_Direction A:_
Quote the part of the blog post that begins with the words containing "(Wonder how my" and ends with "the email server!)".

_Document segment:_
● ● ●
Anil's Doublespeak

We Programmers are Important too…

For Want of a Nail, A Kingdom was Lost! goes a famous rhyme. Quite often, major events depend on such small and seemingly inconsequential things that they are often overlooked, leading to terrible disasters. When Apple first released its popular iTunes program, thousands of Mac users installed the program, only to find their hard drives wiped out. The reason, apparently was a missing semi-colon (;) in the code caused by an (apparently) sleepy programmer. Thankfully, only drives where the folder names began with a period were affected. Not so lucky was the Mars Polar Lander which crashed on the surface of Mars in 2000.The error was just a single line of code, probably so obvious that (ironically) no one noticed it. More recently, it appears as if software bugs are causing Patriot missles to aim and fire at coalition planes instead of enemy targets.

(Wonder how my Project Manager felt when she ended up with 2500 emails in her mailbox after I forgot to edit out a line of code while testing the email server!)

Related Aside: Winning entry in a competition to devise the worst Windows error message: “WERE you sure?”


Posted by Anil on March 27th, 2003 :: Filed under Uncategorized

On the Wisdom of War

A little sanity in these difficult times. Let me reproduce here, some quotes by people who were truly great statesmen and intellectuals. Their collective wisdom is much more than anything I can ever write, so over to them:

“War will exist until that distant day when the conscientious objector enjoys the same reputation and prestige that the warrior does today.”

- John F Kennedy

“There will one day spring from the brain of science a machine or force so fearful in its potentialities, so absolutely terrifying, that even man, the fighter, who will dare torture and death in order to inflict torture and death, will be appalled, and so abandon war forever..”

- Thomas Alva Edison (Edison, you overestimated the humanity of humans. We never learnt from the World Wars, nor did the nuclear bomb horrify us enough.)

“He who joyfully marches to music in rank and file has already earned my contempt. He has been given a large brain by mistake, since for him the spinal cord would suffice.”

- Albert Einstein

“Every gun that is made, every warship launched, every rocket fired, signifies in the final sense a theft from those who hunger and are not fed, those who are cold and are not clothed.”

- Dwight D. Eisenhower

“War! When I but think of this word, I feel bewildered, as though they were speaking to me of sorcery, of the Inquisition, of a distant, finished, abominable, monstrous, unnatural thing. When they speak to us of cannibals, we smile proudly, as we proclaim our superiority to these savages. Who are the real savages? Those who struggle in order to eat those whom they vanquish, or those who struggle merely to kill?”
● ● ●
_Materials provided:_
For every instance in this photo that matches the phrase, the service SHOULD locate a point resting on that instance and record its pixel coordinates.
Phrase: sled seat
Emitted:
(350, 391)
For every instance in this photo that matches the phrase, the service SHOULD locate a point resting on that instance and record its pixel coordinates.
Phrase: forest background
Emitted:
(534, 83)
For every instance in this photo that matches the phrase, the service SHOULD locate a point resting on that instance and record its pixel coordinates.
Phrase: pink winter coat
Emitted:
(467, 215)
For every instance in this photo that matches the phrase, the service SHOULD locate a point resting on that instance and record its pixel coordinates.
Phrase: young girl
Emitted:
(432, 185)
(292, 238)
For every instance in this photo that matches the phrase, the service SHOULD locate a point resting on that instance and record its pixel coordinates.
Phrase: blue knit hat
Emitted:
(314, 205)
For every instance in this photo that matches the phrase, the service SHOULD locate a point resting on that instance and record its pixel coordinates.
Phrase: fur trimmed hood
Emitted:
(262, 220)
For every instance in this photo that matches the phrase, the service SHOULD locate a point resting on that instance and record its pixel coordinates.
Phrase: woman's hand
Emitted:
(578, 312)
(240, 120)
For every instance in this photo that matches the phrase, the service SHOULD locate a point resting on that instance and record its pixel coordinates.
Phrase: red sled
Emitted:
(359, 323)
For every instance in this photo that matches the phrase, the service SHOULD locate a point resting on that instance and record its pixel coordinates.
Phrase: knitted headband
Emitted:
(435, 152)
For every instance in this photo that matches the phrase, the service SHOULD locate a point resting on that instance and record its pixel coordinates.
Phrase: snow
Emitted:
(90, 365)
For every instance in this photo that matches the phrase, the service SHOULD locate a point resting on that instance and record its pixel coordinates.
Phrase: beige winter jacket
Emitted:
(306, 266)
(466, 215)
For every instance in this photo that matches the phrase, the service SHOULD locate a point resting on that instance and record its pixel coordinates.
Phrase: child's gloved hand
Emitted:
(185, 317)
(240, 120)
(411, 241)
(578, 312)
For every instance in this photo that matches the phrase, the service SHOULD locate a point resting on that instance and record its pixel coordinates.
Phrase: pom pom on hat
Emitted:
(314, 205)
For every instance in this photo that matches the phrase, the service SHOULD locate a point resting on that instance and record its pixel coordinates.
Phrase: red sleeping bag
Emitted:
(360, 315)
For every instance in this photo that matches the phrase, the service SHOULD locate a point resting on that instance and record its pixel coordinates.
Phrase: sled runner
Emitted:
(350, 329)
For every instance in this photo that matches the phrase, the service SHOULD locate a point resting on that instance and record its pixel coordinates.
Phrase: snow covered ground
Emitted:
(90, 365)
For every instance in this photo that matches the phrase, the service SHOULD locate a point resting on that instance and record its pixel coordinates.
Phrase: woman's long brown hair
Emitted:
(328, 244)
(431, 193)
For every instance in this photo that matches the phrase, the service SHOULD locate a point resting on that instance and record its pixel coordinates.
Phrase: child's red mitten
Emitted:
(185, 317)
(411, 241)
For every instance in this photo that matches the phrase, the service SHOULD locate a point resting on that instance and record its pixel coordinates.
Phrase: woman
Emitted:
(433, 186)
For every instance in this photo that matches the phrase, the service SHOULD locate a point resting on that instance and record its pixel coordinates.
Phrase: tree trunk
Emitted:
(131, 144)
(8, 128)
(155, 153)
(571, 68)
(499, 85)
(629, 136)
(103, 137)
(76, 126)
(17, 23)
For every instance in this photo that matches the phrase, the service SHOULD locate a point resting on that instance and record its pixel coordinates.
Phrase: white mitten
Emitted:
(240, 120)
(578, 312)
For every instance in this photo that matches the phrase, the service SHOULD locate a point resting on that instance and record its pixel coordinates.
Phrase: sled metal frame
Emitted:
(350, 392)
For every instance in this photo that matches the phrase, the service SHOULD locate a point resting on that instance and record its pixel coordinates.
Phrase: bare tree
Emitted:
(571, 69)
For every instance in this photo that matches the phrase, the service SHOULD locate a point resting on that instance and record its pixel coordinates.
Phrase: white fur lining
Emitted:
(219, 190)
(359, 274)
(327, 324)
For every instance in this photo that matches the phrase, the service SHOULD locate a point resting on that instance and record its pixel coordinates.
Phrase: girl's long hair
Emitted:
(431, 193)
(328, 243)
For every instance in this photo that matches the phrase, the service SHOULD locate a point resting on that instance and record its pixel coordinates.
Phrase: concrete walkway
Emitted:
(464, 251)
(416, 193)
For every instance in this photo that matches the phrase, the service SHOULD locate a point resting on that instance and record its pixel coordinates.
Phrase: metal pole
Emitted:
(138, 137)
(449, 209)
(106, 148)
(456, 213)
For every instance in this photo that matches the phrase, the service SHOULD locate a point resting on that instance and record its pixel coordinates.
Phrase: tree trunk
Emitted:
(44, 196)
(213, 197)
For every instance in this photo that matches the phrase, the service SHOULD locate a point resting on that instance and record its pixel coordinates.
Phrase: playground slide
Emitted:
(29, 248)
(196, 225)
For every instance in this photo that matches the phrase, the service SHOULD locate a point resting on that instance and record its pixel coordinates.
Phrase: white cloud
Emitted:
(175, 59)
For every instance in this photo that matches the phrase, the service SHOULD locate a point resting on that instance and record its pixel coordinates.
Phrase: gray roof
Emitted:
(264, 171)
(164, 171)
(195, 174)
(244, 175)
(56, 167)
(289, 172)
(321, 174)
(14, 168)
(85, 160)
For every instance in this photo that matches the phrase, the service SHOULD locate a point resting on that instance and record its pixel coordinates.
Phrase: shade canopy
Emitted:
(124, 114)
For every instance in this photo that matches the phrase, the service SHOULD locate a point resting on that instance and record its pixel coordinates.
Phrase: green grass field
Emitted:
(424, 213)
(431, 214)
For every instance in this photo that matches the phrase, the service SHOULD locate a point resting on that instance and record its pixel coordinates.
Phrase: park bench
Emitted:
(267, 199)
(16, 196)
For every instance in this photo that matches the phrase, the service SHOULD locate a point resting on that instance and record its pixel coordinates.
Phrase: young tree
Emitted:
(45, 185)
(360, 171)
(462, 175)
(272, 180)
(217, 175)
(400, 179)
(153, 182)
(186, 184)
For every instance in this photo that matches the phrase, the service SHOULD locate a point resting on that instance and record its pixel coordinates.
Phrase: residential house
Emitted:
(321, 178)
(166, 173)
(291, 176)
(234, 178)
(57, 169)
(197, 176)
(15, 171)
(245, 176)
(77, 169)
● ● ●
_Direction B:_
Pull out every line of the rows above that contains the string "long", matching case exactly.

_Expected output A:_
(Wonder how my Project Manager felt when she ended up with 2500 emails in her mailbox after I forgot to edit out a line of code while testing the email server!)

_Expected output B:_
Phrase: woman's long brown hair
Phrase: girl's long hair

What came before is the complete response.